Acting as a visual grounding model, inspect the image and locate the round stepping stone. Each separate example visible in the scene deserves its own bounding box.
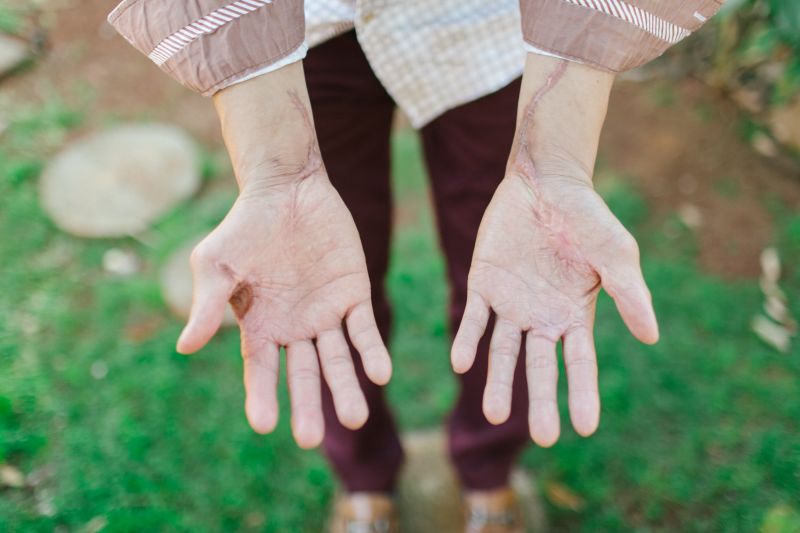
[160,236,237,327]
[397,430,547,532]
[40,123,199,237]
[0,34,28,78]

--- EXERCISE BRIEF ---
Without including any pictures, print each record exactly.

--- YOUR SOLUTION ---
Acting as a visual grounding model, inspect the image and locate the round stepping stone. Each separate example visible in the scene deserves its own bounding box.
[160,236,237,327]
[397,430,547,532]
[40,123,199,237]
[0,34,28,78]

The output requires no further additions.